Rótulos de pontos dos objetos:
════════
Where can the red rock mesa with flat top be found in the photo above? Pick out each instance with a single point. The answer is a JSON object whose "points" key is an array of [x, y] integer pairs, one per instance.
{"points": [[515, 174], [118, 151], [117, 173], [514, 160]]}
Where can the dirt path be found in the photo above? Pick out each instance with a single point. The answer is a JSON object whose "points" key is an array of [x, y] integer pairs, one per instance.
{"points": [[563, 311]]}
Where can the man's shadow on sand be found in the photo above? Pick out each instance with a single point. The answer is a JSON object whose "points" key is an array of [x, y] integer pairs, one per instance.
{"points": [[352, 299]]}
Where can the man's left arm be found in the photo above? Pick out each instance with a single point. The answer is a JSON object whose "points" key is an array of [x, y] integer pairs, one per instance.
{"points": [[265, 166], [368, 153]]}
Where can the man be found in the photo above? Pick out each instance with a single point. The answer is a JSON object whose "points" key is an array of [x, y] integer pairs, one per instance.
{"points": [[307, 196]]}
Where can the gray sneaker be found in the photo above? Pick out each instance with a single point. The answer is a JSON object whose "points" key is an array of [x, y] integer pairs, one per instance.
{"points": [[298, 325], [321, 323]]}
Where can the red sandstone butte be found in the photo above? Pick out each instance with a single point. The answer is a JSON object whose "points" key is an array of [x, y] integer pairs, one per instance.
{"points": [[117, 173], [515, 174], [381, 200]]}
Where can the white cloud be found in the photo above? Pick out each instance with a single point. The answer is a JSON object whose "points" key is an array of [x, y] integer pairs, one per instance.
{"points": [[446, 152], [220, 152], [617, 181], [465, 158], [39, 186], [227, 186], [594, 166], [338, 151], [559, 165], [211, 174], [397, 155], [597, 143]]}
════════
# INSTRUÇÕES:
Reescreva todos os dados, substituindo "photo above" por "image above" e conservando o restante sem qualquer alteração.

# RESPOSTA ESCRITA:
Where can the red rock mesa with flat top be found in the image above? Pick out each instance with a single point. The answer is a JSON object whose "points" key is an array of [x, y] integer pairs, one per instance.
{"points": [[515, 174], [118, 151], [117, 173], [514, 160]]}
Where can the dirt path be found in the image above? Pick out each instance with a single point. The answer is a JSON object whose "points" key is an array of [x, y] integer pairs, one per instance.
{"points": [[563, 311]]}
Where can the man's shadow on sand be found in the image above? Pick out each instance with a single point. The answer is a JSON object whose "points" key is an array of [x, y] integer pairs, one per instance.
{"points": [[352, 299]]}
Where can the man's left arm be found in the image above? Pick out each instance with a single point. The answer is a JSON object whose "points" key is an array of [x, y] integer pairs, one per instance.
{"points": [[265, 166], [368, 153]]}
Where can the man be found in the image above? Pick out each instance with a single point. The answer is a JSON object whose "points" key is an array of [x, y] integer pairs, one per instance.
{"points": [[307, 196]]}
Where can the gray sneaker be found in the image above? Pick out each instance with a single point. The answer is a JSON object whose "points" key is an array of [x, y] integer pairs, one per instance.
{"points": [[298, 325], [321, 323]]}
Where can the red sandstone butte be found in the image above? Pick out each instance with a single point. The answer is a JSON object whose "points" key is an array of [x, y] integer pairs, one per instance.
{"points": [[117, 173], [515, 174], [381, 200]]}
Where can the white cloud be found in the image above? Pick out each instance with a single point. The answer is a JSON object whose "points" key is an array of [x, y] integer pairs, one per instance.
{"points": [[446, 152], [220, 152], [617, 181], [465, 158], [39, 186], [227, 186], [594, 166], [338, 151], [559, 165], [211, 174], [397, 155], [597, 143]]}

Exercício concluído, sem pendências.